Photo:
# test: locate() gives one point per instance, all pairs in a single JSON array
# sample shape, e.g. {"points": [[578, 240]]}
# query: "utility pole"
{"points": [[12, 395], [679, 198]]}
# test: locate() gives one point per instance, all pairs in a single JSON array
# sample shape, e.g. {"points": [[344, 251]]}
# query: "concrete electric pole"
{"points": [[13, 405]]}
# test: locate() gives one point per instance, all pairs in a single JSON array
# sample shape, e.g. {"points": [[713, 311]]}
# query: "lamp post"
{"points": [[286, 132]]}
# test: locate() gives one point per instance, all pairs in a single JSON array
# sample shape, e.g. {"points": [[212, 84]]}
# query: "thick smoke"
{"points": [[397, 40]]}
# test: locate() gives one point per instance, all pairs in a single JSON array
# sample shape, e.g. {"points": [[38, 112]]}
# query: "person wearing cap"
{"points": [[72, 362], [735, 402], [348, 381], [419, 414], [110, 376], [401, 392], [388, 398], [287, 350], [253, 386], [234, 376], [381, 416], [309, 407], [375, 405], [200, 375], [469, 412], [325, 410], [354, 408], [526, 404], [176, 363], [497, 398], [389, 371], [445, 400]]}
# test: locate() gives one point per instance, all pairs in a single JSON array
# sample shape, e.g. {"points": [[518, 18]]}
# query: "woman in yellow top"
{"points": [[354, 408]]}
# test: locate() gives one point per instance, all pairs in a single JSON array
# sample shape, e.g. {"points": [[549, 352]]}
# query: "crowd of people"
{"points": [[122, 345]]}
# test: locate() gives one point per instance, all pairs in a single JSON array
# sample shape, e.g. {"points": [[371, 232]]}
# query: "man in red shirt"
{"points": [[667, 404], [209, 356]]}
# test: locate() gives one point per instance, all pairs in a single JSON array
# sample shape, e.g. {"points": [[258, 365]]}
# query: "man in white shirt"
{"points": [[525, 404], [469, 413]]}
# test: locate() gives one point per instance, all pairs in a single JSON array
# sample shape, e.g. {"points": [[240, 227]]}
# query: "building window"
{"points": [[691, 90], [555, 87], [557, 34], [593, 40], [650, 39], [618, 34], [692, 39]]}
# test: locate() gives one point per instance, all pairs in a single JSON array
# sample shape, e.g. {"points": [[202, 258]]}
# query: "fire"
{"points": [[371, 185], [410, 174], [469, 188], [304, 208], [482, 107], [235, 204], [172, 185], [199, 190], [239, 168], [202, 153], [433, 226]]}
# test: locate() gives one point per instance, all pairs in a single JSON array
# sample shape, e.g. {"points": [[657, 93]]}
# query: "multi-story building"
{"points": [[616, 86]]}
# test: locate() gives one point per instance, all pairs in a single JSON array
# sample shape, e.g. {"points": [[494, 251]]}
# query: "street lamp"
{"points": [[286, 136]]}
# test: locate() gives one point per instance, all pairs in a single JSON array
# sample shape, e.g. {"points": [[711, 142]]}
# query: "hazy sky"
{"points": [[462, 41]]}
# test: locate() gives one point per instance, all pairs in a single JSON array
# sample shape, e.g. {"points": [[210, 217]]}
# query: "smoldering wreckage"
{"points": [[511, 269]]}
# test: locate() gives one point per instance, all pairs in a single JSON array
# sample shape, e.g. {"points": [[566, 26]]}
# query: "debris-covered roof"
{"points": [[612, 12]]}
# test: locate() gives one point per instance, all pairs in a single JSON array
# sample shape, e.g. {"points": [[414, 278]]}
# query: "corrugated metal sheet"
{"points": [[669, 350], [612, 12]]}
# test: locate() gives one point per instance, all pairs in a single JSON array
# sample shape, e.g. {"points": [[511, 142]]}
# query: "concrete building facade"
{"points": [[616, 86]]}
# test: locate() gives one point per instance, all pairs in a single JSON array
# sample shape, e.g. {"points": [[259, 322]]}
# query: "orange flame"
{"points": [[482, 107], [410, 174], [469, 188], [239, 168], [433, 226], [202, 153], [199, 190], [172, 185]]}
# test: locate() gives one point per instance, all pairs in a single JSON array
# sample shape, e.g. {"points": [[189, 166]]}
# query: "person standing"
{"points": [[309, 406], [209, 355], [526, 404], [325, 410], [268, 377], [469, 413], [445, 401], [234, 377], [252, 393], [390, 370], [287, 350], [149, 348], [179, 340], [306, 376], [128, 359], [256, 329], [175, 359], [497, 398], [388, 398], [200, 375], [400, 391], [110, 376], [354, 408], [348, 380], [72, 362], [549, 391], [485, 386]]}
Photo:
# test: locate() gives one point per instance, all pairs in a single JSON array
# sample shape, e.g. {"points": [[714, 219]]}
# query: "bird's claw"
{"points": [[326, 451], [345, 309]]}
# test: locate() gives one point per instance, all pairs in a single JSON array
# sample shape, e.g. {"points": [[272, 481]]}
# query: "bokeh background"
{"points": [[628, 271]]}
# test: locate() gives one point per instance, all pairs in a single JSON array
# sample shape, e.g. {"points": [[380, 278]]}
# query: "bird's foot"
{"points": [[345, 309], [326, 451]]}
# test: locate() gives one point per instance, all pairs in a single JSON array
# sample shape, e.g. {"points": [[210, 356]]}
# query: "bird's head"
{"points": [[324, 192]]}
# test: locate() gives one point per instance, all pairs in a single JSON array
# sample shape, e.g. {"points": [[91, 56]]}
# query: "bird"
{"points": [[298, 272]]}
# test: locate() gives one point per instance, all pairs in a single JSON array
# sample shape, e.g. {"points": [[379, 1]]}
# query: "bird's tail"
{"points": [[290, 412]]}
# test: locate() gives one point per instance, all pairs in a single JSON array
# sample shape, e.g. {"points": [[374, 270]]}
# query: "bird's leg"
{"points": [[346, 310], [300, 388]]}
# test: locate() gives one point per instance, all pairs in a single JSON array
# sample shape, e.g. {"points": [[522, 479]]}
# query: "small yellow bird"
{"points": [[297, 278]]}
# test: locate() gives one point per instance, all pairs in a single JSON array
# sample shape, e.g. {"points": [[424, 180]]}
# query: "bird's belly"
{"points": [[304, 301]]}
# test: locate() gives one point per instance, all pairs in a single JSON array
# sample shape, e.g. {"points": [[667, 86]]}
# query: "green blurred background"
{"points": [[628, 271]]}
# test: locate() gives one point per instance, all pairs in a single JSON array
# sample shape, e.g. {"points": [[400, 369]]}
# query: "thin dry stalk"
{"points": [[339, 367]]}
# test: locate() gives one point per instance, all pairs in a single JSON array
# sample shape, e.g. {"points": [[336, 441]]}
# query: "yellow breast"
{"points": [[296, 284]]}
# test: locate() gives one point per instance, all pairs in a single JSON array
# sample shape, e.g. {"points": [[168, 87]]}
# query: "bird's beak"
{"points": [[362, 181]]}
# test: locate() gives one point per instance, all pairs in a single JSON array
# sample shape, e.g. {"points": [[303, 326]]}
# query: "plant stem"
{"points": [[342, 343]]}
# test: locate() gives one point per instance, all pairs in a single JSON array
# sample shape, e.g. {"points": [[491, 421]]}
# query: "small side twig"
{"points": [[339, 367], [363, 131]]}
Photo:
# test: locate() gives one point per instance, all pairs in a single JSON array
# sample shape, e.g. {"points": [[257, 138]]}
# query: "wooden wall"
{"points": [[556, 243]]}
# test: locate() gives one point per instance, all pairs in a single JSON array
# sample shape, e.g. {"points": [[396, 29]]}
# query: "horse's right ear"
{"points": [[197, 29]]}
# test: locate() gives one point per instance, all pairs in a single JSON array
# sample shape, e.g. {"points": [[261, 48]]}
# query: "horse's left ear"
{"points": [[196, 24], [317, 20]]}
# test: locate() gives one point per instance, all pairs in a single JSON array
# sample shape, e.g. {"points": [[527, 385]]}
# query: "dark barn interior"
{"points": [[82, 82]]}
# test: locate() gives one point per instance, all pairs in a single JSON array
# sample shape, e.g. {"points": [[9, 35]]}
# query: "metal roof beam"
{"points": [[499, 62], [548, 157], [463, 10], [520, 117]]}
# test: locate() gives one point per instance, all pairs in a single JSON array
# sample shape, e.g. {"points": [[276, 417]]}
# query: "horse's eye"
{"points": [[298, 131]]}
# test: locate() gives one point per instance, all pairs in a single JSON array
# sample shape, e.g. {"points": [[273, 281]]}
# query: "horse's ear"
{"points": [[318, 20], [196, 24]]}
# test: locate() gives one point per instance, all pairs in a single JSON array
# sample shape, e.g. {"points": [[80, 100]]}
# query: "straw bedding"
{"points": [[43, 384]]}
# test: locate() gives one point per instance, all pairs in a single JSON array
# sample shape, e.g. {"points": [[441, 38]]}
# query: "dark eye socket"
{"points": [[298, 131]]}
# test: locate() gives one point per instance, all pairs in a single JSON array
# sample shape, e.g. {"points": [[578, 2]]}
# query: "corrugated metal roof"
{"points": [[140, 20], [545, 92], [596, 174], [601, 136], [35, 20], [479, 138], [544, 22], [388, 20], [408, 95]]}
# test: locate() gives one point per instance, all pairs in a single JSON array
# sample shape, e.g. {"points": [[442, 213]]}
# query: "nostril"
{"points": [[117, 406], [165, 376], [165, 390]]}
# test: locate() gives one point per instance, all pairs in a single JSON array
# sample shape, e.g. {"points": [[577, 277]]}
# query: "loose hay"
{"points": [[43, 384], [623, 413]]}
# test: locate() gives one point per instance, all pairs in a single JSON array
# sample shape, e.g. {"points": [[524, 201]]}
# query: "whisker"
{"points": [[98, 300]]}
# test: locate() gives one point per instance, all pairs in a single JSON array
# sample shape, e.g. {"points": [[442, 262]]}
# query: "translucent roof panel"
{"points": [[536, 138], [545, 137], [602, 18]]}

_ _ _ _ _ _ _

_Problem statement_
Which lines in the entries above contain the word "person"? Copy each of those lines in full.

_Task response_
# query: "person wearing cap"
# query: "person standing"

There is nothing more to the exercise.